### Text passage
--- START ---

Enhancing the solar energy conversion efficiency of solution-deposited Bi2S3 thin films by annealing in sulfur vapor at elevated temperature

Abstract

Bi₂S₃ is a non-toxic n-type semiconductor, which has been commonly synthesized in the form of quantum dots or nanocrystalline films by solution deposition methods. Despite a favorable optical band gap of ∼1.3 eV, such films have not achieved high solar energy conversion efficiencies to date. We hypothesize that this is in part due to the presence of sulfur vacancies that, according to our density functional theory calculations, form a deep trap state in the band gap of Bi₂S₃, which can act as a strong recombination channel for photoexcited charges. Here, we report a microcrystalline Bi₂S₃ thin-film synthesized by annealing solution-deposited nanocrystalline Bi₂S₃ in a sulfur vapor environment at 445 °C, which simultaneously increases the grain size and phase purity of Bi₂S₃, fills in sulfur vacancies, and improves optical absorption. Time-resolved terahertz spectroscopy (TRTS) reveals that sulfur annealing increases the photoexcited carrier lifetime from sub-picosecond to ∼30 picoseconds, while the internal quantum efficiency of a photoelectrochemical solar cell device is increased 4-fold from ∼10% to ∼40%. In addition, TRTS reveals that the intra-grain carrier mobility in the sulfur-annealed films is ∼165 cm² V⁻¹ s⁻¹ and the long-range mobility is ∼111 cm² V⁻¹ s⁻¹ at short times, indicating that carriers are able to hop across grain boundaries. These results indicate that annealing in sulfur vapor can produce simultaneously high light absorption and charge separation efficiencies by achieving carrier diffusion length that is comparable to the light absorption depth, leading to high solar energy conversion efficiencies in Bi₂S₃.

--- END ---

### Study questions
a – Answer these questions using the abstract:
(i) What optical band gap does Bi₂S₃ have?
(ii) At what temperature was the nanocrystalline Bi₂S₃ annealed in sulfur vapor?
(iii) What photoexcited carrier lifetime did sulfur annealing reach?
b – Translate this sentence from the abstract into Spanish: "Bi₂S₃ is a non-toxic n-type semiconductor, which has been commonly synthesized in the form of quantum dots or nanocrystalline films by solution deposition methods."
c – For each statement, say whether the abstract agrees (yes or no), and quote the words from the abstract that decide it.
(i) The internal quantum efficiency of the photoelectrochemical solar cell device rose from about 10% to about 40%.
(ii) Bi₂S₃ is a p-type semiconductor.
(iii) In the sulfur-annealed films, the long-range mobility is higher than the intra-grain carrier mobility.

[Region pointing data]
--- START ---

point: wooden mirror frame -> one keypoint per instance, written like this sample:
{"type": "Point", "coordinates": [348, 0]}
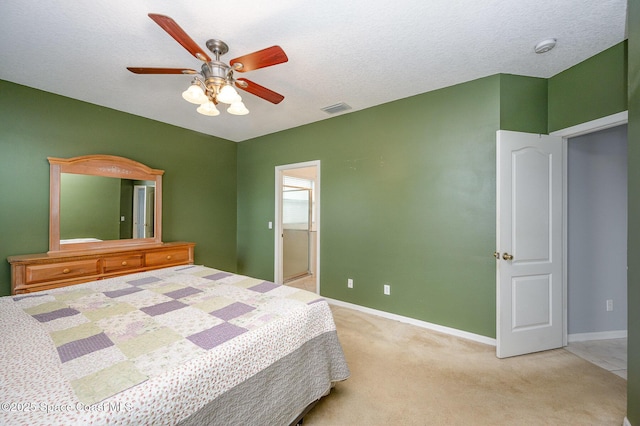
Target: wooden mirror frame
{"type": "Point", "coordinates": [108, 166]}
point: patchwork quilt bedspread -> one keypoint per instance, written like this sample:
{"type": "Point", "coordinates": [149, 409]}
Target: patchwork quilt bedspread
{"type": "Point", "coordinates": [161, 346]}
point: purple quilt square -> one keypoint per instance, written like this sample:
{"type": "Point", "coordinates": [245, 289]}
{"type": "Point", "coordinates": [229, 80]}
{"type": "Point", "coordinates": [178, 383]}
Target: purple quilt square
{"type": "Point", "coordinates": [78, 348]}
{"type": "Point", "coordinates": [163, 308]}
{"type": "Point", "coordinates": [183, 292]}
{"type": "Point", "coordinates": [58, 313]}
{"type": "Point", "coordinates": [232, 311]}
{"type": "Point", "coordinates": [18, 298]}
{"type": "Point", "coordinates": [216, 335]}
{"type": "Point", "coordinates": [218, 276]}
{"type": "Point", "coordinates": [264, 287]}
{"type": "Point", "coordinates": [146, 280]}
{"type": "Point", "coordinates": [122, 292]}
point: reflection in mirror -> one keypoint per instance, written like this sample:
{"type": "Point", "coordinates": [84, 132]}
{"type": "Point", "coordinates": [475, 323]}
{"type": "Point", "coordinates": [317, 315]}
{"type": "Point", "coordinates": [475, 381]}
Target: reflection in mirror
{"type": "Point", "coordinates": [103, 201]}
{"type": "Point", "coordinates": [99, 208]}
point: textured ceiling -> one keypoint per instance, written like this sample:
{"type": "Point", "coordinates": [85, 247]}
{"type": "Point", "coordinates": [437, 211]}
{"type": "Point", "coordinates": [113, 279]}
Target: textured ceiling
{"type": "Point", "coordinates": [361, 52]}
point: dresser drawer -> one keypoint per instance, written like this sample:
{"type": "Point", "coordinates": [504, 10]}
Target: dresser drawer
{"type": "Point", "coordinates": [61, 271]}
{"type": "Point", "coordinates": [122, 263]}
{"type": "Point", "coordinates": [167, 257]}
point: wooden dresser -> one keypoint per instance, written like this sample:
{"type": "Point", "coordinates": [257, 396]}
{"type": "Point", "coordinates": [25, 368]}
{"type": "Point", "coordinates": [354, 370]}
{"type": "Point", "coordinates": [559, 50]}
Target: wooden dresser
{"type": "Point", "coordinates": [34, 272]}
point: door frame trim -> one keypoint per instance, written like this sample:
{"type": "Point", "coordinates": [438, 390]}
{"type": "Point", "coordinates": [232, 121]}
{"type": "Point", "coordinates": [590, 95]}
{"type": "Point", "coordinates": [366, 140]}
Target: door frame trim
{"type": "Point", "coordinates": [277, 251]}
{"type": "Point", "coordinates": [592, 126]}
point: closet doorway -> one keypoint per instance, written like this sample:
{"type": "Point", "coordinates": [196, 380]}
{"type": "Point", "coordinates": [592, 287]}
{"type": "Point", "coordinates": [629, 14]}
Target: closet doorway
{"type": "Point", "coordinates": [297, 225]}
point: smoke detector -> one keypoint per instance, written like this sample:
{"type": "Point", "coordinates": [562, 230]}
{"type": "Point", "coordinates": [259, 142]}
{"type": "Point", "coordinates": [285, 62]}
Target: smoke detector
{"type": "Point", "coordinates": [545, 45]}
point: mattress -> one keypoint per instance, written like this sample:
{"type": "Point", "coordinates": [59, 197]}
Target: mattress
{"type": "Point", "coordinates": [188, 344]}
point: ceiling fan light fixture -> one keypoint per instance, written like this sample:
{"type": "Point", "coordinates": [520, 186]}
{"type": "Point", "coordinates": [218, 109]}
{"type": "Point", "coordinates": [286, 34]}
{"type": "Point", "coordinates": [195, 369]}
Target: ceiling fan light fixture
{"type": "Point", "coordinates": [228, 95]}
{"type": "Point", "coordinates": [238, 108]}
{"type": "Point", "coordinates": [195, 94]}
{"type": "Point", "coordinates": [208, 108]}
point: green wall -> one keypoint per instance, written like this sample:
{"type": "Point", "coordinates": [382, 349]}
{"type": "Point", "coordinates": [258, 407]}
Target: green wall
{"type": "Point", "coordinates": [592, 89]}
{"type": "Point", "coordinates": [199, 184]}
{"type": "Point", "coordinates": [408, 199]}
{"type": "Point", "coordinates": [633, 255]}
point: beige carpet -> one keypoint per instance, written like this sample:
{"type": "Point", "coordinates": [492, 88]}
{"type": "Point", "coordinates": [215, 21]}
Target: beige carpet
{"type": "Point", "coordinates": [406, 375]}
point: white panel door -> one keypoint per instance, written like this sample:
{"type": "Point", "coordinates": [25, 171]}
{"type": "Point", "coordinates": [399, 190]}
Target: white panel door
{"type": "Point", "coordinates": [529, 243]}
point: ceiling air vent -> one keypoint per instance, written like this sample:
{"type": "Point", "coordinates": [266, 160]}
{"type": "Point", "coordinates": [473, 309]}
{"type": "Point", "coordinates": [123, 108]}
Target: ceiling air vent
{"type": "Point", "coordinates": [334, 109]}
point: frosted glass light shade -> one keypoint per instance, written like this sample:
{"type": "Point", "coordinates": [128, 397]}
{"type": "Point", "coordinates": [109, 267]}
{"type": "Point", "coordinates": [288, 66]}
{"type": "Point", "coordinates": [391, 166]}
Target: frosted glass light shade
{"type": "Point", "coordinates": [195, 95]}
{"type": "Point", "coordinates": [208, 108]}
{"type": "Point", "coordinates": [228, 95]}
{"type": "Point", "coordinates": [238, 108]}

--- END ---

### List of answers
a –
(i) About 1.3 eV (∼1.3 eV).
(ii) 445 °C.
(iii) About 30 picoseconds (∼30 picoseconds).

b – El Bi₂S₃ es un semiconductor de tipo n no tóxico, que se ha sintetizado comúnmente en forma de puntos cuánticos o películas nanocristalinas mediante métodos de deposición en solución.

c –
(i) Yes: "the internal quantum efficiency of a photoelectrochemical solar cell device is increased 4-fold from ∼10% to ∼40%"
(ii) No: "Bi₂S₃ is a non-toxic n-type semiconductor"
(iii) No: "the intra-grain carrier mobility in the sulfur-annealed films is ∼165 cm² V⁻¹ s⁻¹ and the long-range mobility is ∼111 cm² V⁻¹ s⁻¹"